**WHAT IS REQUIRED**
When you write out the listing, keep every character and omit the pictures.

**AVAILABLE DATA**

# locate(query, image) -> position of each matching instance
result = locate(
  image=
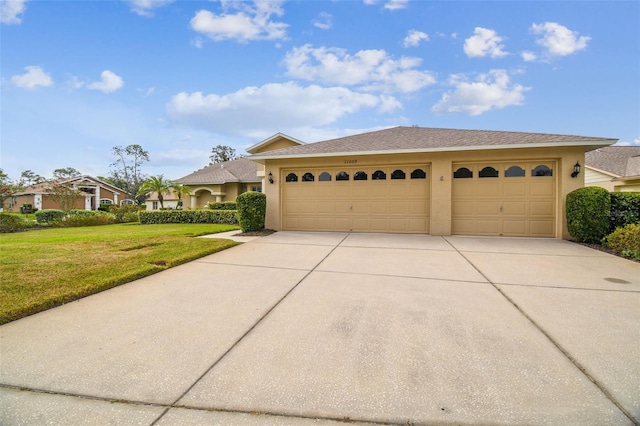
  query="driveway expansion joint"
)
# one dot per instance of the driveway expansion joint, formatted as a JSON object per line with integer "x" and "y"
{"x": 557, "y": 344}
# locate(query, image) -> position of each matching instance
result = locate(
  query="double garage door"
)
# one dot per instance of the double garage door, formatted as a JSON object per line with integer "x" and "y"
{"x": 374, "y": 199}
{"x": 489, "y": 198}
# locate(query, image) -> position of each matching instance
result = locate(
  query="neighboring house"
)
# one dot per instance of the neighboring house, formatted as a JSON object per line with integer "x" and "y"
{"x": 615, "y": 168}
{"x": 426, "y": 181}
{"x": 225, "y": 181}
{"x": 96, "y": 192}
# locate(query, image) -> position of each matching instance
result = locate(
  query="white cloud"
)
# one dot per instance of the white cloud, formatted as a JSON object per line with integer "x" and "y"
{"x": 324, "y": 21}
{"x": 110, "y": 82}
{"x": 559, "y": 40}
{"x": 251, "y": 22}
{"x": 34, "y": 77}
{"x": 11, "y": 11}
{"x": 491, "y": 90}
{"x": 273, "y": 106}
{"x": 146, "y": 7}
{"x": 370, "y": 69}
{"x": 414, "y": 37}
{"x": 484, "y": 42}
{"x": 390, "y": 4}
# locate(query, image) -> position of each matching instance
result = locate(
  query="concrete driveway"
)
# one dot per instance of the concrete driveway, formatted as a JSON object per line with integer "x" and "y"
{"x": 305, "y": 328}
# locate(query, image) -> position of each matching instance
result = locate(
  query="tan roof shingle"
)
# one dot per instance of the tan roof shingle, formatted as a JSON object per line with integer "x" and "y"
{"x": 422, "y": 139}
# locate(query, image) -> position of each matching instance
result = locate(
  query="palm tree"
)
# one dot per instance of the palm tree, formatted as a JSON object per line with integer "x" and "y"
{"x": 180, "y": 190}
{"x": 159, "y": 185}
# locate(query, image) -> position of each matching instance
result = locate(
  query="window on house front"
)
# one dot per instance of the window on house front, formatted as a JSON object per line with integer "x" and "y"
{"x": 514, "y": 171}
{"x": 291, "y": 177}
{"x": 398, "y": 175}
{"x": 542, "y": 170}
{"x": 462, "y": 173}
{"x": 342, "y": 176}
{"x": 360, "y": 175}
{"x": 418, "y": 174}
{"x": 324, "y": 177}
{"x": 378, "y": 175}
{"x": 488, "y": 172}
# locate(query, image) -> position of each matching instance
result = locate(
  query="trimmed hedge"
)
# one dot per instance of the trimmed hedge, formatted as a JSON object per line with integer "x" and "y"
{"x": 224, "y": 217}
{"x": 49, "y": 215}
{"x": 625, "y": 209}
{"x": 252, "y": 208}
{"x": 625, "y": 240}
{"x": 10, "y": 222}
{"x": 224, "y": 205}
{"x": 588, "y": 214}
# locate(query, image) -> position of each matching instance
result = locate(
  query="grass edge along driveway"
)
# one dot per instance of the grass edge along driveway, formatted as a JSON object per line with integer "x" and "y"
{"x": 42, "y": 269}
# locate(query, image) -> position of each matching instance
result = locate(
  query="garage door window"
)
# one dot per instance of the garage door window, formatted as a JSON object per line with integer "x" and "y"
{"x": 514, "y": 171}
{"x": 418, "y": 174}
{"x": 542, "y": 170}
{"x": 463, "y": 173}
{"x": 398, "y": 174}
{"x": 379, "y": 175}
{"x": 488, "y": 172}
{"x": 360, "y": 175}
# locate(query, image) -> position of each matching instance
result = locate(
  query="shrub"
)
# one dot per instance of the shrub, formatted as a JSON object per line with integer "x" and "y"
{"x": 225, "y": 217}
{"x": 225, "y": 205}
{"x": 625, "y": 240}
{"x": 588, "y": 211}
{"x": 49, "y": 215}
{"x": 625, "y": 209}
{"x": 252, "y": 207}
{"x": 11, "y": 222}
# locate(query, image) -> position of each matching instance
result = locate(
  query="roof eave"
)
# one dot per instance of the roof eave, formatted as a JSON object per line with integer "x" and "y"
{"x": 595, "y": 144}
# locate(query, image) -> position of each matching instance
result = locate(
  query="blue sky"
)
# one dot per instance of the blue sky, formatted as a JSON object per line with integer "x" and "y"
{"x": 179, "y": 77}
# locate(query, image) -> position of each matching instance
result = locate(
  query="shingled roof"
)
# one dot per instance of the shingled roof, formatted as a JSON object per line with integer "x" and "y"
{"x": 240, "y": 170}
{"x": 619, "y": 161}
{"x": 424, "y": 139}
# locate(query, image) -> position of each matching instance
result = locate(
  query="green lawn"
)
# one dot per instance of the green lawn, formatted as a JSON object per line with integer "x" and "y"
{"x": 40, "y": 269}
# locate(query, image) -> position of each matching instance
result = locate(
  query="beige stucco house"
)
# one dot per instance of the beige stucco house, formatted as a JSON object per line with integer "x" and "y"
{"x": 426, "y": 181}
{"x": 96, "y": 192}
{"x": 615, "y": 168}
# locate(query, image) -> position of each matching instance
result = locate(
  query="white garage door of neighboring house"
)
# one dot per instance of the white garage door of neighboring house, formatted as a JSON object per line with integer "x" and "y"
{"x": 363, "y": 199}
{"x": 504, "y": 198}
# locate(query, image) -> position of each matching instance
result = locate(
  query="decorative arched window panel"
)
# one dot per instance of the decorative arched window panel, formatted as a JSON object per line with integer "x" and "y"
{"x": 488, "y": 172}
{"x": 542, "y": 170}
{"x": 379, "y": 175}
{"x": 291, "y": 177}
{"x": 462, "y": 173}
{"x": 418, "y": 174}
{"x": 398, "y": 174}
{"x": 360, "y": 175}
{"x": 342, "y": 176}
{"x": 514, "y": 171}
{"x": 324, "y": 177}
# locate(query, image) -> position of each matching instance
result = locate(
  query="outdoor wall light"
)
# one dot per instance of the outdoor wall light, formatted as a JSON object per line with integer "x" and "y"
{"x": 576, "y": 169}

**ANSWER TO THIS PROBLEM**
# locate(query, image) -> position of each matching instance
result = locate(
  image=
  query="driveway expansion joint"
)
# one dot per instance of the driveway expansion joint, formatted as a JSON object per line with integer "x" and "y"
{"x": 557, "y": 344}
# locate(query, image) -> position of each matching instance
result = locate(
  query="double garage door"
)
# one dot per instance of the double garage door, formatted as a JSON object per line with integer "x" and "y"
{"x": 374, "y": 199}
{"x": 489, "y": 198}
# locate(query, image) -> position of each matching instance
result = locate(
  query="neighboring house"
)
# one dot per instance of the neighboring house, formatted as a JSON object per line with integer "x" and "y"
{"x": 615, "y": 168}
{"x": 426, "y": 181}
{"x": 225, "y": 181}
{"x": 96, "y": 192}
# locate(query, image) -> position of each matching instance
result = locate(
  query="white cloud"
)
# one dot per instance of the white cloud, formatted as a JSON object per line with integer "x" and "y"
{"x": 324, "y": 21}
{"x": 110, "y": 82}
{"x": 559, "y": 40}
{"x": 251, "y": 22}
{"x": 34, "y": 77}
{"x": 11, "y": 11}
{"x": 491, "y": 90}
{"x": 273, "y": 106}
{"x": 146, "y": 7}
{"x": 370, "y": 69}
{"x": 414, "y": 37}
{"x": 484, "y": 42}
{"x": 390, "y": 4}
# locate(query, image) -> position of each matching instance
result = locate(
  query="concrete driveway"
)
# one dot per instance of the concrete driveway, formatted as a JSON object per line with integer "x" and "y"
{"x": 305, "y": 328}
# locate(query, image) -> position of each matching instance
result = locate(
  query="tan roof shingle"
)
# one dot per instance of the tan roof shingle, formatted as a JSON object per line with integer "x" and "y"
{"x": 422, "y": 139}
# locate(query, image) -> position of each matching instance
result = locate(
  query="palm tree"
)
# one dot per instance of the palm tree, formatted as a JSON object per line with integer "x" and "y"
{"x": 180, "y": 190}
{"x": 159, "y": 185}
# locate(query, image) -> position of each matching instance
result = locate(
  query="window on house front"
)
# one dot per instance of the window on house front, formatted as a JSON object per line with integer "x" and "y"
{"x": 514, "y": 171}
{"x": 291, "y": 177}
{"x": 398, "y": 175}
{"x": 542, "y": 170}
{"x": 462, "y": 173}
{"x": 342, "y": 176}
{"x": 360, "y": 175}
{"x": 418, "y": 174}
{"x": 324, "y": 177}
{"x": 378, "y": 175}
{"x": 488, "y": 172}
# locate(query, image) -> position of each matching instance
result = locate(
  query="trimmed hedge"
)
# one dot per instance of the trimmed hedge, formatted as a JSON object per line with integer "x" and "y"
{"x": 224, "y": 217}
{"x": 49, "y": 215}
{"x": 625, "y": 209}
{"x": 252, "y": 208}
{"x": 625, "y": 240}
{"x": 10, "y": 222}
{"x": 224, "y": 205}
{"x": 588, "y": 214}
# locate(query, image) -> position of each matching instance
result = locate(
  query="grass edge along driveway"
)
# one dot per instance of the grass edge along driveway, formatted as a JSON object per line with integer "x" and "y"
{"x": 42, "y": 269}
# locate(query, image) -> position of each matching instance
result = locate(
  query="garage door window"
)
# one dot per instance of the garage door window, formatted as a JSON object per line with integer "x" and "y"
{"x": 514, "y": 171}
{"x": 418, "y": 174}
{"x": 542, "y": 170}
{"x": 463, "y": 173}
{"x": 398, "y": 174}
{"x": 379, "y": 175}
{"x": 488, "y": 172}
{"x": 360, "y": 175}
# locate(query, image) -> position of each matching instance
result = locate(
  query="shrub"
)
# one dot per instance of the shrub, formatted as a JSON object per line with integer "x" and "y"
{"x": 225, "y": 217}
{"x": 225, "y": 205}
{"x": 625, "y": 240}
{"x": 588, "y": 211}
{"x": 49, "y": 215}
{"x": 625, "y": 209}
{"x": 252, "y": 207}
{"x": 11, "y": 222}
# locate(query, image) -> position of each matching instance
result = locate(
  query="roof eave"
)
# one dot per instance of the roof eave, formatted as a JSON object per line with integer "x" and "y"
{"x": 595, "y": 144}
# locate(query, image) -> position of each matching instance
result = locate(
  query="blue sky"
)
# one dot per instance of the blue sky, formatted as a JSON object per line with integer "x" and "y"
{"x": 179, "y": 77}
# locate(query, image) -> position of each matching instance
result = locate(
  query="shingled roof"
)
# one dot per instance of the shingled roof, formatted as a JSON object per line with integer "x" and "y"
{"x": 240, "y": 170}
{"x": 619, "y": 161}
{"x": 424, "y": 139}
# locate(query, image) -> position of each matching instance
result = locate(
  query="green lawn"
)
# one dot per instance of the green lawn, formatted as a JSON object per line with integer "x" and "y"
{"x": 40, "y": 269}
# locate(query, image) -> position of each matching instance
result = locate(
  query="beige stucco house"
)
# one dot per instance of the beige stucco house, formatted as a JSON object per line with integer "x" and "y"
{"x": 426, "y": 181}
{"x": 96, "y": 192}
{"x": 615, "y": 168}
# locate(query, image) -> position of each matching instance
result = locate(
  query="white garage door of neighboring house"
)
# one dot per instance of the white garage door of neighboring house, formatted as a JSON object per line with integer "x" and "y"
{"x": 363, "y": 199}
{"x": 504, "y": 198}
# locate(query, image) -> position of each matching instance
result = locate(
  query="decorative arched window panel"
)
# one dot per instance of the decorative arched window panel, formatted as a JSON object per line with integer "x" and "y"
{"x": 488, "y": 172}
{"x": 542, "y": 170}
{"x": 379, "y": 175}
{"x": 291, "y": 177}
{"x": 462, "y": 173}
{"x": 418, "y": 174}
{"x": 398, "y": 174}
{"x": 360, "y": 175}
{"x": 342, "y": 176}
{"x": 514, "y": 171}
{"x": 324, "y": 177}
# locate(query, image) -> position of each matching instance
result = locate(
  query="outdoor wall light"
)
# one dot per instance of the outdoor wall light, formatted as a JSON object per line with integer "x" and "y"
{"x": 576, "y": 169}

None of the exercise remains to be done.